▶ YOUR TASKS:
• 1. Please extract the passage from the reflection on coming to believe, between "For me, this" and "refinement, not destruction.", inclusive.
• 2. Answer these about the reflection on coming to believe:
(a) Which scripture reference does it cite alongside the words of Jesus?
(b) What does it say true surrender is, instead of giving up?
(c) What tradition is named for the truth about God's grace that was accepted?

▶ TEXT SHOWN:
>> Start

Following the difficult admission of powerlessness comes hope: “We came to believe that a power greater than ourselves could restore us to sanity” (see Jesus’ words in Mark 9:23). After years of self-reliance leading to misery, defeat could have meant despair. But true surrender isn’t giving up; it’s giving over. This principle invites belief that God — infinitely greater than our brokenness — desires to redeem and restore us.
For me, this meant moving beyond intellectual assent to truly trusting His presence. It transcended facts about Jesus to embracing the living, transforming person of Jesus. I accepted this Wesleyan truth: God’s grace isn’t just forgiveness; it’s empowerment for present holiness. We believe in a God who doesn’t just save us from our mess, but through it, conforming us to Christ. This belief fuels discipleship, assuring the crucible process is for refinement, not destruction.

>> End

▶ DATASET ROWS:

>> Start

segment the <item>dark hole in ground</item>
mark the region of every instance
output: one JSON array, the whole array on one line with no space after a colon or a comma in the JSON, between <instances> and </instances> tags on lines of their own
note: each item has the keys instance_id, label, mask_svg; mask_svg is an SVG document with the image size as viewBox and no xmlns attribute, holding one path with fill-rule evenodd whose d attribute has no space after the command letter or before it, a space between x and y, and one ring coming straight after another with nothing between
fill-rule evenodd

>> End

▶ SOLUTIONS FOR EACH TASK:
• 1.
For me, this meant moving beyond intellectual assent to truly trusting His presence. It transcended facts about Jesus to embracing the living, transforming person of Jesus. I accepted this Wesleyan truth: God’s grace isn’t just forgiveness; it’s empowerment for present holiness. We believe in a God who doesn’t just save us from our mess, but through it, conforming us to Christ. This belief fuels discipleship, assuring the crucible process is for refinement, not destruction.

• 2.
(a) Mark 9:23
(b) Giving over
(c) Wesleyan